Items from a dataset
——————
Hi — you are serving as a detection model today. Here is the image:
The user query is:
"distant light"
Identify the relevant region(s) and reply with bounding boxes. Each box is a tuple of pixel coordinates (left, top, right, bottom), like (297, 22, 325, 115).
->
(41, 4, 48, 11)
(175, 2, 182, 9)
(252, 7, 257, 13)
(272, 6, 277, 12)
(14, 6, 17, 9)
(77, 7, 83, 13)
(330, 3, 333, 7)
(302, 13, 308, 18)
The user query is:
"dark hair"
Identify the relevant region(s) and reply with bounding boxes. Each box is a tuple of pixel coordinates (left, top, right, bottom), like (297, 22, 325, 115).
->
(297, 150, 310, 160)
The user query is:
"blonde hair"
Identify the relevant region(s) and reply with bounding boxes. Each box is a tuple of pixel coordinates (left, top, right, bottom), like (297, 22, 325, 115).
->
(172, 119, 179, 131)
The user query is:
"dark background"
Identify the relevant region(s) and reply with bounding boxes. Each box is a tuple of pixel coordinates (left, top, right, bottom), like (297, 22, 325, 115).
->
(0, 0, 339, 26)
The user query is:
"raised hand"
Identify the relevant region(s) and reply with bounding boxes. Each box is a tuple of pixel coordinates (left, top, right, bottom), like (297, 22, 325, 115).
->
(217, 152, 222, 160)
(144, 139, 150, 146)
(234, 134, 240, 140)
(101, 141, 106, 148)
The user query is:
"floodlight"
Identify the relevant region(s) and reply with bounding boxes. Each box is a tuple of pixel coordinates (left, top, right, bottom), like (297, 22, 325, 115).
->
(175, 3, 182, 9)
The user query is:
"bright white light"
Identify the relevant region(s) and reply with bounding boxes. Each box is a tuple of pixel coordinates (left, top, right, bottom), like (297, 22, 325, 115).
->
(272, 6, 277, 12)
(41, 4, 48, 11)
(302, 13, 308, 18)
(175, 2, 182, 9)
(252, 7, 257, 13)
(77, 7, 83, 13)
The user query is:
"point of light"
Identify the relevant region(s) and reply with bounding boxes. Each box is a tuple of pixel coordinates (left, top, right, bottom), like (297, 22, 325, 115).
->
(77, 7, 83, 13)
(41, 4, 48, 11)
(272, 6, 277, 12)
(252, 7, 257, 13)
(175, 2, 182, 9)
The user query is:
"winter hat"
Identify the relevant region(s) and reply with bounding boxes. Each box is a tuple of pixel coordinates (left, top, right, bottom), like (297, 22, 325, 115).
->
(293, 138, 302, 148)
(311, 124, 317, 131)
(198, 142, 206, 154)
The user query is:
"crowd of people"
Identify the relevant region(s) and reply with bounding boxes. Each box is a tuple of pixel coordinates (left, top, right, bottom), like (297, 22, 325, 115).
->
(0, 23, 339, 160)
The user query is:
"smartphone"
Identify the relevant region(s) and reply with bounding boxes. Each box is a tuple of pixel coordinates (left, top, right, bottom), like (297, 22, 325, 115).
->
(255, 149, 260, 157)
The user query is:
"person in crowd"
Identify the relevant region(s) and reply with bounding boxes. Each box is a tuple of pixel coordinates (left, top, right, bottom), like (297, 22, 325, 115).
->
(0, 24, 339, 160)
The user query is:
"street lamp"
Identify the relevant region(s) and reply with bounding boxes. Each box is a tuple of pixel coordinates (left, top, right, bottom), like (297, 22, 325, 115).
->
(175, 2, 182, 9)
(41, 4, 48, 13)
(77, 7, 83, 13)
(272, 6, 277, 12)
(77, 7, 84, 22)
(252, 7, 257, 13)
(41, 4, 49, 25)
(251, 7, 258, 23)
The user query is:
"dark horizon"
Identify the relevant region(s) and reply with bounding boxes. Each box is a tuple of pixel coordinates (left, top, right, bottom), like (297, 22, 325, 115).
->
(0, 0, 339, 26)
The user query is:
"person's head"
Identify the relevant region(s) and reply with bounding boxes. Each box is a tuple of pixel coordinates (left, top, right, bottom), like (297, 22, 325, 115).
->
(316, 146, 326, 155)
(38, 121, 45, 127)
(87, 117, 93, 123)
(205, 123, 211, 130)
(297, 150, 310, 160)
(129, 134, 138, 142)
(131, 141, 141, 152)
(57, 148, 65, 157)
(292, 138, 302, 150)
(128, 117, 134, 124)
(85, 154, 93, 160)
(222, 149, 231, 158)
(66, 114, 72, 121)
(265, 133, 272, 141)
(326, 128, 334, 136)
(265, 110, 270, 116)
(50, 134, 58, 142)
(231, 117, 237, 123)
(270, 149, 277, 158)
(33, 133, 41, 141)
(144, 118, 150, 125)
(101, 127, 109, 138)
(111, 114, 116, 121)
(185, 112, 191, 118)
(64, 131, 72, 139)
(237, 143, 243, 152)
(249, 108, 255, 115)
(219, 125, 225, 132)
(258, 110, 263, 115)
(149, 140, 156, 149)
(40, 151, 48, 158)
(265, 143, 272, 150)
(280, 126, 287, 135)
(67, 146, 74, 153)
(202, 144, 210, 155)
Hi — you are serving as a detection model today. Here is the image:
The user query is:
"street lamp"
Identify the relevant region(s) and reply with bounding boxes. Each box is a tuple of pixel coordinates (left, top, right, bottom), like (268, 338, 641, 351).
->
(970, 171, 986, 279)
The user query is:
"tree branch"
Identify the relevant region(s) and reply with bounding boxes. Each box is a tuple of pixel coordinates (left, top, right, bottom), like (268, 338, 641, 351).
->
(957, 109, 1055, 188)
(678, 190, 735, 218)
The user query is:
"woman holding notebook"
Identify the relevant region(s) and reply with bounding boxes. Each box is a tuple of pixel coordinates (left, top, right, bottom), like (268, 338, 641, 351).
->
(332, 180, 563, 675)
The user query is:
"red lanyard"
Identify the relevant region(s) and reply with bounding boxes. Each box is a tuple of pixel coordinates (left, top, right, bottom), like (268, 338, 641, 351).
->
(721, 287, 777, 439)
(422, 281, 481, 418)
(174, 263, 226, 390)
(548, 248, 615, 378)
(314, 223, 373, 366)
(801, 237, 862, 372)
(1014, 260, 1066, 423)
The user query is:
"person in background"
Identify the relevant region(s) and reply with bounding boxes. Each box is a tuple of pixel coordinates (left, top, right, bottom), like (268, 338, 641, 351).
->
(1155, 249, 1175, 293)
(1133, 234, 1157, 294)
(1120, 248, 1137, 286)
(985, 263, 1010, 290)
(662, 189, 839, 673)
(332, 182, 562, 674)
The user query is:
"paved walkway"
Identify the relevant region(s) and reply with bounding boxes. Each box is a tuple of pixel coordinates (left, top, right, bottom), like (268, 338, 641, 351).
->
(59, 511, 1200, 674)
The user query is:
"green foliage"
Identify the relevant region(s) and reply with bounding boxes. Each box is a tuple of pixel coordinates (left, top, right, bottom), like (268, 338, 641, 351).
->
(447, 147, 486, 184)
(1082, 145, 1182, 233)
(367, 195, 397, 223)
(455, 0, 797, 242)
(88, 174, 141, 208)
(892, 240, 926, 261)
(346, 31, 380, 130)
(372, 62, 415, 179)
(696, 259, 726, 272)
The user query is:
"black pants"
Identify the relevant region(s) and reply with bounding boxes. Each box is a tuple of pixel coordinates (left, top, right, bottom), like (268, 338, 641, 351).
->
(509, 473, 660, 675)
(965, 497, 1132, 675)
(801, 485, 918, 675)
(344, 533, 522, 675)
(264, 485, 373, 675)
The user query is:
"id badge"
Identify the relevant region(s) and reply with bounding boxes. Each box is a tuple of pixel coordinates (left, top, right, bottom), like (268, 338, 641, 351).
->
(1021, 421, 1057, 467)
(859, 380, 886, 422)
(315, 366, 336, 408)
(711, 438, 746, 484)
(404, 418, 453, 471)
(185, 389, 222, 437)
——————
A single number is asked for: how many lines in the entries above hold the string "background".

2